▶ Aim of the exercise: Please reproduce, word for word, the stretch of the data from the line containing "task: segment the **woman in denim jacket**" through the end of the data, including both ends.

Dataset rows:
[Start]

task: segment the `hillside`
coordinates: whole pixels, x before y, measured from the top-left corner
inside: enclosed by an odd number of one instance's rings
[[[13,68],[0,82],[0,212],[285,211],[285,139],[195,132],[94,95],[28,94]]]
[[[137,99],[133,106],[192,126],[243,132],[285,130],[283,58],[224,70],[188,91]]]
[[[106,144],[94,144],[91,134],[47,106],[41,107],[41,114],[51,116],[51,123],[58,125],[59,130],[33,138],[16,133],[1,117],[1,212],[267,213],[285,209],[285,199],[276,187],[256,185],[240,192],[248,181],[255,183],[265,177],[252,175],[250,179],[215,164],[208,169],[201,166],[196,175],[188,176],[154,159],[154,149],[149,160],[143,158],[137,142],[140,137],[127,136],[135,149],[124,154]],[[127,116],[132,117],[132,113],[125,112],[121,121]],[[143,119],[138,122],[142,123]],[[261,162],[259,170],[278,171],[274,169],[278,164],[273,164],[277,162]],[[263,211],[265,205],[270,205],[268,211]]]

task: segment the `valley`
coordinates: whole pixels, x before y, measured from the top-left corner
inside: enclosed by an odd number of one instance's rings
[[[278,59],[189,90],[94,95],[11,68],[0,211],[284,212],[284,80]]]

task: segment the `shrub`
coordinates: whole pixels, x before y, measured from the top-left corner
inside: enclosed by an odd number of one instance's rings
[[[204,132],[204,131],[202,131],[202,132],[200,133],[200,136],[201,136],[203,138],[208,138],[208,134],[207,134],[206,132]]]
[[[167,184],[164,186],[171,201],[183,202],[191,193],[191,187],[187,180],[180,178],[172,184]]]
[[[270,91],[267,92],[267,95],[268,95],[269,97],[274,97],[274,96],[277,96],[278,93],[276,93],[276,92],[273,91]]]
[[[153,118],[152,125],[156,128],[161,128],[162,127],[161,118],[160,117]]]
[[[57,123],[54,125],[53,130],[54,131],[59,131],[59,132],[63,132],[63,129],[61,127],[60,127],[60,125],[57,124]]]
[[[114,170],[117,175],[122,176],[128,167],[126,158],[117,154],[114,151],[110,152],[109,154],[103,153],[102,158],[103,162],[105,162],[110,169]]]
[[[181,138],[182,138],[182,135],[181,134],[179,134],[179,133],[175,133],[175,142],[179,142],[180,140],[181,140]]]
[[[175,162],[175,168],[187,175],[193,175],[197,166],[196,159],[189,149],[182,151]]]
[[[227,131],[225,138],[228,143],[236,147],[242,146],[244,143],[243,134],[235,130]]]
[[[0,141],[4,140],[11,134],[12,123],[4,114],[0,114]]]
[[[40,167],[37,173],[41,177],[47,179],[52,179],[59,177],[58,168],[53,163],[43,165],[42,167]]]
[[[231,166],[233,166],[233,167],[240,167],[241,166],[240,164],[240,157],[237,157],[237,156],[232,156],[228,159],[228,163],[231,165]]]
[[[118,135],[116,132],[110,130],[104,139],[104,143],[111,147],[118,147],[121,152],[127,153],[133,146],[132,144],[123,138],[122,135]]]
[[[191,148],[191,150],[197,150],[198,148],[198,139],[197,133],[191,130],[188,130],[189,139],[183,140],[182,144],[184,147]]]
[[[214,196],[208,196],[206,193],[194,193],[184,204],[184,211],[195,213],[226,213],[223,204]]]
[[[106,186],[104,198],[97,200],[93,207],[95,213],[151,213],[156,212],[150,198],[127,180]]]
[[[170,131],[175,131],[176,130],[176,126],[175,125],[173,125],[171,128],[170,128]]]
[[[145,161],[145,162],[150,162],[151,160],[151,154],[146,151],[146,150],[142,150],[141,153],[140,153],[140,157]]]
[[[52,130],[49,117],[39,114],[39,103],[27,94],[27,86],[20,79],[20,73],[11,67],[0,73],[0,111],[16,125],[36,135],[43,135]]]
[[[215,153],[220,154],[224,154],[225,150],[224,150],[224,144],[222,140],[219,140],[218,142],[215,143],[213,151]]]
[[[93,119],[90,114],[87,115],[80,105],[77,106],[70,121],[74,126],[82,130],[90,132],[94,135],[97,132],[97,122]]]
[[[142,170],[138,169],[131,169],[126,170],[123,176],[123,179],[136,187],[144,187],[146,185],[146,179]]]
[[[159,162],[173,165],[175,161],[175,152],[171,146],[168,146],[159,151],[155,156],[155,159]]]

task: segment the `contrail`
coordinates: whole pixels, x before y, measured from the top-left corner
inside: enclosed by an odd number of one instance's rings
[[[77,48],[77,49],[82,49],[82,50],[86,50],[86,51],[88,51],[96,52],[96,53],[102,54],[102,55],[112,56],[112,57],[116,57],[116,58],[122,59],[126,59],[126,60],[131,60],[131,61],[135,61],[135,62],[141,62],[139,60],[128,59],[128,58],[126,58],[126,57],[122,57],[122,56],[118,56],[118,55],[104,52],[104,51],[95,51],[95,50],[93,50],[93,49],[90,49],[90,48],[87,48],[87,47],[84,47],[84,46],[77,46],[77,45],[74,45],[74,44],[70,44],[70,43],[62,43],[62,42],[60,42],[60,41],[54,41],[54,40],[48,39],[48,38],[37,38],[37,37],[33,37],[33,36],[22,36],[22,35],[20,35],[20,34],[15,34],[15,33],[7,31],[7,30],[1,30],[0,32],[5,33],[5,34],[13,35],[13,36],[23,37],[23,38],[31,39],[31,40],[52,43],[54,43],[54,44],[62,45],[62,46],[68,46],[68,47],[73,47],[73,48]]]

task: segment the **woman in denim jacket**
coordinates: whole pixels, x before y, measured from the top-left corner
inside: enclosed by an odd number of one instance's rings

[End]

▶ Complete output:
task: segment the **woman in denim jacket**
coordinates: whole pixels, x before y, measured from the top-left corner
inside: enclosed by an odd number of one instance's rings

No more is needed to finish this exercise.